Exercise instructions ->
Lay out everything from the line containing "Could you please annotate the ear" down to the end of the data as a Markdown table with two columns, Index for the row number and Text for the line, omitting any blank lines.

Input rows ->
===
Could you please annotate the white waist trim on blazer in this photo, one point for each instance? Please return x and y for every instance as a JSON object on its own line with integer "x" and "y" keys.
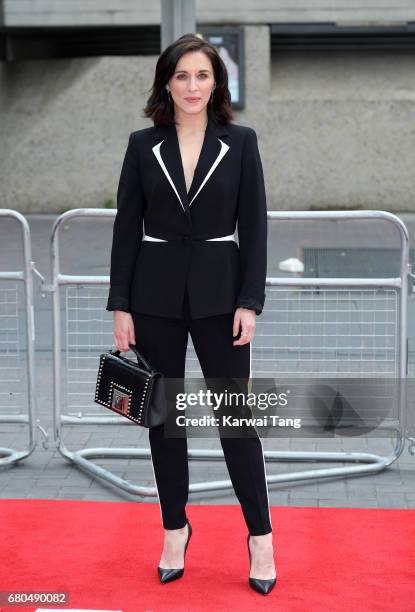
{"x": 228, "y": 237}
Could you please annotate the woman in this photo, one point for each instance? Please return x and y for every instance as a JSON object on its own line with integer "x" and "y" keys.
{"x": 176, "y": 268}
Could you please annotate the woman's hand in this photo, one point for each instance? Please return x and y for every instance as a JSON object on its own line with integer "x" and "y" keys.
{"x": 244, "y": 318}
{"x": 123, "y": 330}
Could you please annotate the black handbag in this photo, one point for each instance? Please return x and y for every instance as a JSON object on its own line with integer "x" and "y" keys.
{"x": 133, "y": 390}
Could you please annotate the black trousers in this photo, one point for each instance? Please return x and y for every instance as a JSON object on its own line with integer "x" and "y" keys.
{"x": 164, "y": 342}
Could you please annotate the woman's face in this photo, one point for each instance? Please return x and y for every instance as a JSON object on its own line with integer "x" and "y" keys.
{"x": 192, "y": 82}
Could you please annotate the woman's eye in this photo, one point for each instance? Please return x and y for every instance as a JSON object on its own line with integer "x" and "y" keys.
{"x": 203, "y": 75}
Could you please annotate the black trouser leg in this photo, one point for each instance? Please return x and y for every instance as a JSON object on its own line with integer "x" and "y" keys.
{"x": 220, "y": 360}
{"x": 163, "y": 342}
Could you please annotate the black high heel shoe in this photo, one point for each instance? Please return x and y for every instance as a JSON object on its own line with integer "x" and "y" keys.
{"x": 167, "y": 575}
{"x": 262, "y": 586}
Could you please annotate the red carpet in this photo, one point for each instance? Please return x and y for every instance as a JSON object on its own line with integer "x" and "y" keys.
{"x": 105, "y": 555}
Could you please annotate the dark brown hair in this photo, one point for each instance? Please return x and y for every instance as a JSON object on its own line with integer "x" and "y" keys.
{"x": 160, "y": 109}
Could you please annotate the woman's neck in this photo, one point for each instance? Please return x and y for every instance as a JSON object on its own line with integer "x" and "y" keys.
{"x": 191, "y": 123}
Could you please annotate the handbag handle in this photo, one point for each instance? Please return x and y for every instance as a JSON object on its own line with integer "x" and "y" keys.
{"x": 139, "y": 356}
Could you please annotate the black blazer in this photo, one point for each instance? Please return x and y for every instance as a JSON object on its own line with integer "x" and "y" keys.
{"x": 164, "y": 237}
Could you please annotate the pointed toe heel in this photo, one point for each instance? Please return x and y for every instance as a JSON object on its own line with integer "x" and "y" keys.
{"x": 263, "y": 586}
{"x": 167, "y": 575}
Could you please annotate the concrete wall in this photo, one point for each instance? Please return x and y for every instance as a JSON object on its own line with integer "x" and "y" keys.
{"x": 110, "y": 12}
{"x": 335, "y": 129}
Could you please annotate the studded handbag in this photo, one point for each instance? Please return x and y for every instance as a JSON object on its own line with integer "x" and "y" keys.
{"x": 132, "y": 389}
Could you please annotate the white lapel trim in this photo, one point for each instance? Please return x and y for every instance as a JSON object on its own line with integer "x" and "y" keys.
{"x": 156, "y": 151}
{"x": 224, "y": 149}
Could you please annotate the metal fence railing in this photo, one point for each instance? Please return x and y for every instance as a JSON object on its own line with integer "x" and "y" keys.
{"x": 311, "y": 326}
{"x": 17, "y": 336}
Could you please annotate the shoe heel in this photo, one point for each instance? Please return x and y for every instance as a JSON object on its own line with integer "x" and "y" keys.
{"x": 167, "y": 575}
{"x": 263, "y": 586}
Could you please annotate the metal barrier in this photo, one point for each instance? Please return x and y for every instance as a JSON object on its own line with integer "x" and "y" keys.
{"x": 89, "y": 332}
{"x": 17, "y": 363}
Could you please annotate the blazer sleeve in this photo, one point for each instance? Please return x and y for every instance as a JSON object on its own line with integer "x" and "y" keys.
{"x": 127, "y": 229}
{"x": 252, "y": 227}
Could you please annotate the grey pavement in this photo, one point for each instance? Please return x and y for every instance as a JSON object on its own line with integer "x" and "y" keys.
{"x": 46, "y": 474}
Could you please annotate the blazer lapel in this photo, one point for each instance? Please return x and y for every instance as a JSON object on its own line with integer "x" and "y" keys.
{"x": 167, "y": 153}
{"x": 211, "y": 154}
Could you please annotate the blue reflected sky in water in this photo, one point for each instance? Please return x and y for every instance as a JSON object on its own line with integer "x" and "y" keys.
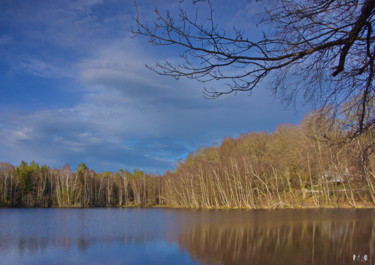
{"x": 172, "y": 236}
{"x": 89, "y": 236}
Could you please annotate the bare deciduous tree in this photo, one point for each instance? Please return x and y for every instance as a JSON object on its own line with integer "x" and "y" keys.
{"x": 323, "y": 49}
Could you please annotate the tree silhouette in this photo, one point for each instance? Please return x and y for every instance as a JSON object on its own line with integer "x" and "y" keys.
{"x": 322, "y": 49}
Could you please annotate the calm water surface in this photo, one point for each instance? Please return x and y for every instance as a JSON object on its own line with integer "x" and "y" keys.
{"x": 166, "y": 236}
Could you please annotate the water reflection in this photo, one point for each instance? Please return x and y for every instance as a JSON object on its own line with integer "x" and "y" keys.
{"x": 162, "y": 236}
{"x": 293, "y": 240}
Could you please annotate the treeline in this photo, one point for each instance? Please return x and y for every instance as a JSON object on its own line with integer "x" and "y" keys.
{"x": 314, "y": 164}
{"x": 40, "y": 186}
{"x": 317, "y": 163}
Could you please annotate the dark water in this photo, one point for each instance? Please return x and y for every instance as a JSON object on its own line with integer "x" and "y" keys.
{"x": 166, "y": 236}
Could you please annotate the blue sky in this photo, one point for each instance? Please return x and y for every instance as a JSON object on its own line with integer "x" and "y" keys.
{"x": 74, "y": 88}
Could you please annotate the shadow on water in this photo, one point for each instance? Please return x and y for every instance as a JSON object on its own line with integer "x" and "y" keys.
{"x": 163, "y": 236}
{"x": 285, "y": 237}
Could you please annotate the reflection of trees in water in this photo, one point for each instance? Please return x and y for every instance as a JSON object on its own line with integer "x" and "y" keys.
{"x": 32, "y": 245}
{"x": 299, "y": 243}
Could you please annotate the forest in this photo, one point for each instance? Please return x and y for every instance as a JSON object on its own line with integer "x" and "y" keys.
{"x": 313, "y": 164}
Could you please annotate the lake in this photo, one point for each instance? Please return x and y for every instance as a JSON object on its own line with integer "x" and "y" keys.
{"x": 180, "y": 236}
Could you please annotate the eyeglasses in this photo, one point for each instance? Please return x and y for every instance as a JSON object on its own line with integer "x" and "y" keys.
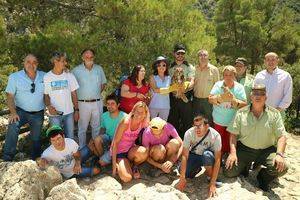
{"x": 161, "y": 65}
{"x": 32, "y": 90}
{"x": 259, "y": 93}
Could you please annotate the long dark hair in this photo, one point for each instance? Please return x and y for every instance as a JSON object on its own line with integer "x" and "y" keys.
{"x": 155, "y": 65}
{"x": 134, "y": 75}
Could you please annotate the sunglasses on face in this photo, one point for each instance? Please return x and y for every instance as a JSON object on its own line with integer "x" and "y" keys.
{"x": 32, "y": 90}
{"x": 258, "y": 93}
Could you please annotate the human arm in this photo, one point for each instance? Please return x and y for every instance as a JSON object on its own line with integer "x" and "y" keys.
{"x": 182, "y": 180}
{"x": 51, "y": 109}
{"x": 128, "y": 94}
{"x": 232, "y": 158}
{"x": 214, "y": 176}
{"x": 13, "y": 117}
{"x": 75, "y": 104}
{"x": 117, "y": 138}
{"x": 77, "y": 166}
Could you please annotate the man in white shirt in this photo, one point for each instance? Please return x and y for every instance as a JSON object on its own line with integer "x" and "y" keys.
{"x": 64, "y": 154}
{"x": 60, "y": 95}
{"x": 92, "y": 81}
{"x": 278, "y": 83}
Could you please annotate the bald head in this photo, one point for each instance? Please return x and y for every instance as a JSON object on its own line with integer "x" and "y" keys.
{"x": 271, "y": 61}
{"x": 30, "y": 63}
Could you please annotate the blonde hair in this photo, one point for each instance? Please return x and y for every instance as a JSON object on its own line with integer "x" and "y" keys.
{"x": 139, "y": 104}
{"x": 229, "y": 68}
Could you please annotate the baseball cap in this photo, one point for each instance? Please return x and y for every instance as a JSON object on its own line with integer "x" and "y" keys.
{"x": 157, "y": 123}
{"x": 55, "y": 129}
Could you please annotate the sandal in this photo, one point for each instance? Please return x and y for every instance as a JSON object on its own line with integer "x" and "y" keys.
{"x": 136, "y": 173}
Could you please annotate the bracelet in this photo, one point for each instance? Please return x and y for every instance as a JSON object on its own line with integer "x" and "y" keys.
{"x": 280, "y": 154}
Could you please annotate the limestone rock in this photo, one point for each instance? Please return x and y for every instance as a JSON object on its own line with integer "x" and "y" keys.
{"x": 24, "y": 180}
{"x": 68, "y": 190}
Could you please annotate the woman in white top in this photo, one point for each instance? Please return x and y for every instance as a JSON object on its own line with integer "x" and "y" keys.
{"x": 160, "y": 103}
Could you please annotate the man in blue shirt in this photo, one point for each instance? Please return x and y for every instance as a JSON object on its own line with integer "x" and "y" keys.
{"x": 24, "y": 91}
{"x": 92, "y": 81}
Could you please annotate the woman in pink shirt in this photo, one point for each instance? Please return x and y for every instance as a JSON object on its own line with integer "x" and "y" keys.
{"x": 124, "y": 150}
{"x": 134, "y": 89}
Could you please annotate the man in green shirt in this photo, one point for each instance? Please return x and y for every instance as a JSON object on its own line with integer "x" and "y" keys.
{"x": 257, "y": 134}
{"x": 242, "y": 77}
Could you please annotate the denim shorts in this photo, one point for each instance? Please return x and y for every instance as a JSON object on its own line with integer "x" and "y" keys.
{"x": 195, "y": 163}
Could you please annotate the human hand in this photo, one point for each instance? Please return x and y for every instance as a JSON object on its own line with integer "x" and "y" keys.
{"x": 13, "y": 117}
{"x": 76, "y": 116}
{"x": 42, "y": 163}
{"x": 232, "y": 159}
{"x": 51, "y": 110}
{"x": 166, "y": 166}
{"x": 279, "y": 162}
{"x": 77, "y": 168}
{"x": 212, "y": 190}
{"x": 181, "y": 184}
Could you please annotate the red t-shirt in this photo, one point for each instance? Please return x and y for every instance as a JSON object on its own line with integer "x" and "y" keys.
{"x": 126, "y": 104}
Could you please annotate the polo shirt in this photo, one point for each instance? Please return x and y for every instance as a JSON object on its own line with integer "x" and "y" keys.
{"x": 19, "y": 84}
{"x": 89, "y": 81}
{"x": 224, "y": 112}
{"x": 205, "y": 80}
{"x": 257, "y": 133}
{"x": 279, "y": 87}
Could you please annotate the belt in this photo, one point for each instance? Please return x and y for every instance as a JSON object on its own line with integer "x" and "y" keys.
{"x": 33, "y": 112}
{"x": 92, "y": 100}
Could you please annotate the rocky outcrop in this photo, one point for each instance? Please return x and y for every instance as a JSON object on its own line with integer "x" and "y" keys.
{"x": 24, "y": 180}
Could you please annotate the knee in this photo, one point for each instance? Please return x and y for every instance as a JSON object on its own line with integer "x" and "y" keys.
{"x": 125, "y": 177}
{"x": 173, "y": 146}
{"x": 158, "y": 152}
{"x": 141, "y": 154}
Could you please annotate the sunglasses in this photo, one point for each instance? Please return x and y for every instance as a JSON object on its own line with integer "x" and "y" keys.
{"x": 32, "y": 90}
{"x": 258, "y": 93}
{"x": 154, "y": 127}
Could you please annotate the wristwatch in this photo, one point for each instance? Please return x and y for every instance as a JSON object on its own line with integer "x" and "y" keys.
{"x": 280, "y": 154}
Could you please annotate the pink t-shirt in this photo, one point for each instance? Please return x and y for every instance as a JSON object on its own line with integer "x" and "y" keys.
{"x": 149, "y": 139}
{"x": 128, "y": 139}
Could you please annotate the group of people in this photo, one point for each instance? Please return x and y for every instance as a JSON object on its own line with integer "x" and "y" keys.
{"x": 199, "y": 120}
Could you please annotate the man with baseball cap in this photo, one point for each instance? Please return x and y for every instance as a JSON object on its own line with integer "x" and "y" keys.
{"x": 163, "y": 143}
{"x": 242, "y": 77}
{"x": 257, "y": 134}
{"x": 64, "y": 154}
{"x": 180, "y": 112}
{"x": 201, "y": 148}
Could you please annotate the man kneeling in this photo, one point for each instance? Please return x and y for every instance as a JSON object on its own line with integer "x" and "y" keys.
{"x": 201, "y": 147}
{"x": 163, "y": 144}
{"x": 64, "y": 154}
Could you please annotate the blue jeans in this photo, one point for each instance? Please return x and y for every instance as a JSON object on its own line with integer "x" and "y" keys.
{"x": 85, "y": 153}
{"x": 195, "y": 163}
{"x": 66, "y": 122}
{"x": 35, "y": 121}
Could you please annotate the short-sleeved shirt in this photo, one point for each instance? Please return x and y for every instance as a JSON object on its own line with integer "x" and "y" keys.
{"x": 211, "y": 142}
{"x": 247, "y": 82}
{"x": 257, "y": 133}
{"x": 126, "y": 104}
{"x": 223, "y": 113}
{"x": 19, "y": 84}
{"x": 188, "y": 70}
{"x": 89, "y": 81}
{"x": 205, "y": 80}
{"x": 64, "y": 159}
{"x": 168, "y": 133}
{"x": 110, "y": 124}
{"x": 59, "y": 88}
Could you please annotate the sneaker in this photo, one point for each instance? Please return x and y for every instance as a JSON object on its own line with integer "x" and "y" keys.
{"x": 218, "y": 182}
{"x": 262, "y": 184}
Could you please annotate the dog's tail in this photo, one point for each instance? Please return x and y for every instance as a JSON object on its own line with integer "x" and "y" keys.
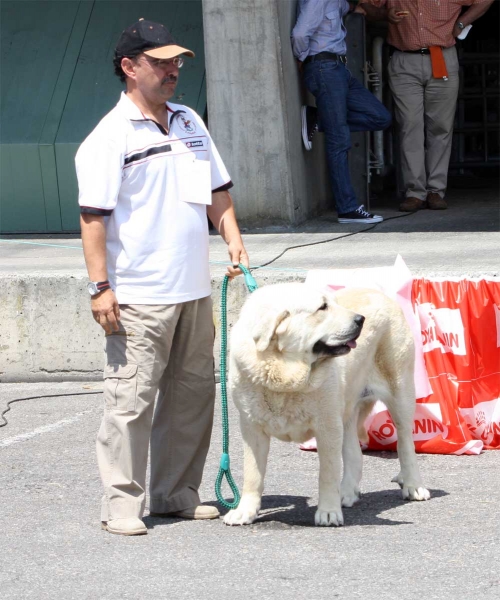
{"x": 364, "y": 411}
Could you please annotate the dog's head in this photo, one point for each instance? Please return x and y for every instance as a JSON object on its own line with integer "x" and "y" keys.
{"x": 294, "y": 326}
{"x": 304, "y": 321}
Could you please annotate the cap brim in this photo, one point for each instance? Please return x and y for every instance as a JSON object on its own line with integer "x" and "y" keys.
{"x": 170, "y": 51}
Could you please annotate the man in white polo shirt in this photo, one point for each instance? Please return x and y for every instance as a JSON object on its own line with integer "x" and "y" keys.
{"x": 148, "y": 176}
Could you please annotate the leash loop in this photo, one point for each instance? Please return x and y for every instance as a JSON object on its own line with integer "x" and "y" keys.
{"x": 224, "y": 468}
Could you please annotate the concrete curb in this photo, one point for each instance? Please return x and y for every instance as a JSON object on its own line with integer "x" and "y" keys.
{"x": 47, "y": 332}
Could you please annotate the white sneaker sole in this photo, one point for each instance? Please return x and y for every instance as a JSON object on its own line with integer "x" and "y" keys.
{"x": 105, "y": 527}
{"x": 374, "y": 220}
{"x": 303, "y": 116}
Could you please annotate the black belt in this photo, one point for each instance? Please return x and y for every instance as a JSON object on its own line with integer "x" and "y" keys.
{"x": 326, "y": 56}
{"x": 419, "y": 51}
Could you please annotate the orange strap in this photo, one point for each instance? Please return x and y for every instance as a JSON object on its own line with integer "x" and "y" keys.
{"x": 439, "y": 70}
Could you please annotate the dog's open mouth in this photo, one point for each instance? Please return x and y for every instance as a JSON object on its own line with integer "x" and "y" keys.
{"x": 323, "y": 349}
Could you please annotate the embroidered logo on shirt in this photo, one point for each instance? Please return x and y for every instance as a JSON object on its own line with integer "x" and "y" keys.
{"x": 186, "y": 124}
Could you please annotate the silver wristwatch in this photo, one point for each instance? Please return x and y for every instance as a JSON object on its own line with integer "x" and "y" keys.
{"x": 96, "y": 287}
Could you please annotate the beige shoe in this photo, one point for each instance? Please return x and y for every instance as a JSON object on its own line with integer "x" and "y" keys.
{"x": 193, "y": 512}
{"x": 129, "y": 526}
{"x": 435, "y": 202}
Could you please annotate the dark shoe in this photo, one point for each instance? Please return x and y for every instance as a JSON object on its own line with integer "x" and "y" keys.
{"x": 412, "y": 204}
{"x": 309, "y": 116}
{"x": 360, "y": 215}
{"x": 194, "y": 512}
{"x": 435, "y": 202}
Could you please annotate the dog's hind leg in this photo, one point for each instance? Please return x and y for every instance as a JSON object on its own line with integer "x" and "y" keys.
{"x": 352, "y": 457}
{"x": 329, "y": 434}
{"x": 256, "y": 449}
{"x": 353, "y": 463}
{"x": 402, "y": 408}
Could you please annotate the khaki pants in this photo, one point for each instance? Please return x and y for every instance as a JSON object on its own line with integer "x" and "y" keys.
{"x": 167, "y": 349}
{"x": 425, "y": 112}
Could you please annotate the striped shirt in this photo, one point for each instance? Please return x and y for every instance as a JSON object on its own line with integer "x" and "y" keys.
{"x": 319, "y": 28}
{"x": 430, "y": 22}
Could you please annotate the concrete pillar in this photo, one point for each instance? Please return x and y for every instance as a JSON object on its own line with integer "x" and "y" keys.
{"x": 254, "y": 99}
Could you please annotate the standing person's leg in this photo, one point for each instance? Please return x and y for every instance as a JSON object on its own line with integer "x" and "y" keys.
{"x": 327, "y": 80}
{"x": 407, "y": 81}
{"x": 183, "y": 418}
{"x": 440, "y": 105}
{"x": 364, "y": 111}
{"x": 136, "y": 356}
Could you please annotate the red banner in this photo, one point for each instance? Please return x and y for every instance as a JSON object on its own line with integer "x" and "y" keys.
{"x": 460, "y": 327}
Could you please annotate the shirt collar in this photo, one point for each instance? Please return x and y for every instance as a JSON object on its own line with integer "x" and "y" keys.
{"x": 133, "y": 113}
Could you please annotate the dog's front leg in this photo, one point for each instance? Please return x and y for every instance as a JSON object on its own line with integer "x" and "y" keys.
{"x": 329, "y": 441}
{"x": 256, "y": 450}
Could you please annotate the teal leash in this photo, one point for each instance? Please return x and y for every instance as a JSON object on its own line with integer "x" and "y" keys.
{"x": 224, "y": 469}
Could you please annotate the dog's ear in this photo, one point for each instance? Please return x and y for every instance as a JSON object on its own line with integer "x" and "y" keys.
{"x": 265, "y": 329}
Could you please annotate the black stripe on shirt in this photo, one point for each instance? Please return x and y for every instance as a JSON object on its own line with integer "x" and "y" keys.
{"x": 149, "y": 152}
{"x": 90, "y": 210}
{"x": 224, "y": 188}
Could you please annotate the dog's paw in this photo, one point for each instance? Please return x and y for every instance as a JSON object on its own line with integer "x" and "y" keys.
{"x": 350, "y": 496}
{"x": 240, "y": 516}
{"x": 398, "y": 479}
{"x": 329, "y": 518}
{"x": 417, "y": 493}
{"x": 413, "y": 490}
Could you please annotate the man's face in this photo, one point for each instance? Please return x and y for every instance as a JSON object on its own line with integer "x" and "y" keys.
{"x": 156, "y": 78}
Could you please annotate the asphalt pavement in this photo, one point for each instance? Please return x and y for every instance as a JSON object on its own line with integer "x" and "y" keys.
{"x": 52, "y": 547}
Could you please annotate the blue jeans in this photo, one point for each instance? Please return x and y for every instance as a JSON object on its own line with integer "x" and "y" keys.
{"x": 344, "y": 105}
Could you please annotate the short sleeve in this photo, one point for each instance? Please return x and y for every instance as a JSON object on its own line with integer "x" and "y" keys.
{"x": 99, "y": 162}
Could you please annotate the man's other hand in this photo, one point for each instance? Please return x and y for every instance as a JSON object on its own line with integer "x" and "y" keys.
{"x": 237, "y": 255}
{"x": 396, "y": 15}
{"x": 106, "y": 311}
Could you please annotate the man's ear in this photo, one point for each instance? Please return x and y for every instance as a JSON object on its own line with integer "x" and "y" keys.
{"x": 128, "y": 65}
{"x": 265, "y": 329}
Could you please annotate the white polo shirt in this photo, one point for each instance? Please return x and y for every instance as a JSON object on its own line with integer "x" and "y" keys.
{"x": 153, "y": 188}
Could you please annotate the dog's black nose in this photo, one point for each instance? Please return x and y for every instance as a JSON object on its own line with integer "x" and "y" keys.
{"x": 359, "y": 320}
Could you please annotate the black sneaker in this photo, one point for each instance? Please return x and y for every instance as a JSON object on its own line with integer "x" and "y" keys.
{"x": 309, "y": 116}
{"x": 360, "y": 215}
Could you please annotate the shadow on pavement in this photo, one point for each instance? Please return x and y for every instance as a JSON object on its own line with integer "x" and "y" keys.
{"x": 285, "y": 512}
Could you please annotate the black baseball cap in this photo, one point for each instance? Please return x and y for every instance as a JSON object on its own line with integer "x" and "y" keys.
{"x": 149, "y": 38}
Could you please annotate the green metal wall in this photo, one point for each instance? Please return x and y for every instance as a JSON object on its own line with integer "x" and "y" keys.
{"x": 57, "y": 82}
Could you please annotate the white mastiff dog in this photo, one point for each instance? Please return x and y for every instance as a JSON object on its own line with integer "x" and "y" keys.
{"x": 310, "y": 363}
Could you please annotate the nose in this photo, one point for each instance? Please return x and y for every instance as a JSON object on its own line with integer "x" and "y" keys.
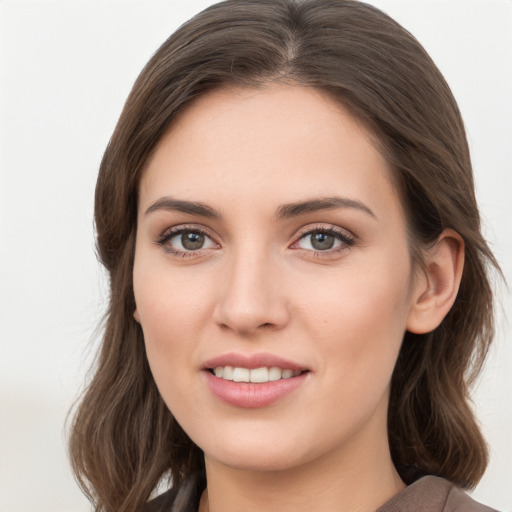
{"x": 251, "y": 298}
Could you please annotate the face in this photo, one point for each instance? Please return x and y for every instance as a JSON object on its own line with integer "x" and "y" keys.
{"x": 272, "y": 277}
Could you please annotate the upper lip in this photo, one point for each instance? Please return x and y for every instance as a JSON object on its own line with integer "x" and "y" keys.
{"x": 252, "y": 361}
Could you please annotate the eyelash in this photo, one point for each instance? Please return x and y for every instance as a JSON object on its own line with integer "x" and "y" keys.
{"x": 343, "y": 237}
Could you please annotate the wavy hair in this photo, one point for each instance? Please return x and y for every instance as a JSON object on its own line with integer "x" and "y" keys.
{"x": 124, "y": 440}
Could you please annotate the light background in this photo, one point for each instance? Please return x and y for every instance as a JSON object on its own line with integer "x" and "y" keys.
{"x": 66, "y": 69}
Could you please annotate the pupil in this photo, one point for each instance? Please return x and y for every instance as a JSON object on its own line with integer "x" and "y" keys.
{"x": 192, "y": 241}
{"x": 322, "y": 241}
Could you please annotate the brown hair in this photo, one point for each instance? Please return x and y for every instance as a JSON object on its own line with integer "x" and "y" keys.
{"x": 124, "y": 439}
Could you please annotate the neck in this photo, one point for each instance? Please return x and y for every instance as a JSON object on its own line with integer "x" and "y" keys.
{"x": 357, "y": 480}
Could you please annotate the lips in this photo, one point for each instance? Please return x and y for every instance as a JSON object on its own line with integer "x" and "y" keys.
{"x": 257, "y": 380}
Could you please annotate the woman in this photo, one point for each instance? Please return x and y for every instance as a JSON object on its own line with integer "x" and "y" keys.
{"x": 299, "y": 288}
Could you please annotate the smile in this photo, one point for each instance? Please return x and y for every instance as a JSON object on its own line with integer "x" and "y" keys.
{"x": 257, "y": 375}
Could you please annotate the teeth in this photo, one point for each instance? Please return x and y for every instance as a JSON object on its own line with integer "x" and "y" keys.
{"x": 259, "y": 375}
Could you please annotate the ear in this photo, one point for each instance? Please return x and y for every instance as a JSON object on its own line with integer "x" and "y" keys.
{"x": 436, "y": 288}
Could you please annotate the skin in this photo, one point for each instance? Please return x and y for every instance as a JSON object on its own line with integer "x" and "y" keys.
{"x": 257, "y": 285}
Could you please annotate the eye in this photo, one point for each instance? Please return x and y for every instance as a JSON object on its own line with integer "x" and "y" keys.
{"x": 324, "y": 240}
{"x": 186, "y": 240}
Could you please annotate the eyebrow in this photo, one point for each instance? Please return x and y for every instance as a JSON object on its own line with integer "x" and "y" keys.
{"x": 325, "y": 203}
{"x": 191, "y": 207}
{"x": 285, "y": 211}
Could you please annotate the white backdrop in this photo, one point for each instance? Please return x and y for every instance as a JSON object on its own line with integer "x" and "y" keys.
{"x": 66, "y": 69}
===
Answer to the exercise ->
| Index | Text |
|---|---|
| 1 | Could you please annotate the ear in this photo, one point for each instance? Please return x and y for every instance as a JSON object on its own line with integer "x" and "y" keys. |
| 2 | {"x": 436, "y": 288} |
| 3 | Could you please annotate the skin in this photo, one point for each instance? Please return x and y for every instance as a JSON object on its own line with integer "x" and "y" keys. |
| 4 | {"x": 257, "y": 285} |
| 5 | Could you please annotate the eye in this photo, one point for each instance? Please return x and y for every instance as a JSON object on its own line with integer "x" and "y" keys. |
| 6 | {"x": 324, "y": 240} |
| 7 | {"x": 186, "y": 240} |
| 8 | Could you please annotate the eyebrow in this photo, one point for each instance? Please return x and y for every instance as a JSON object on its own line with integer "x" and "y" keys. |
| 9 | {"x": 325, "y": 203} |
| 10 | {"x": 191, "y": 207} |
| 11 | {"x": 285, "y": 211} |
| 12 | Could you please annotate the white backdrop in this photo, one point for each instance? Please return x and y for every instance as a JSON object on its own line with integer "x" and "y" keys. |
| 13 | {"x": 66, "y": 69} |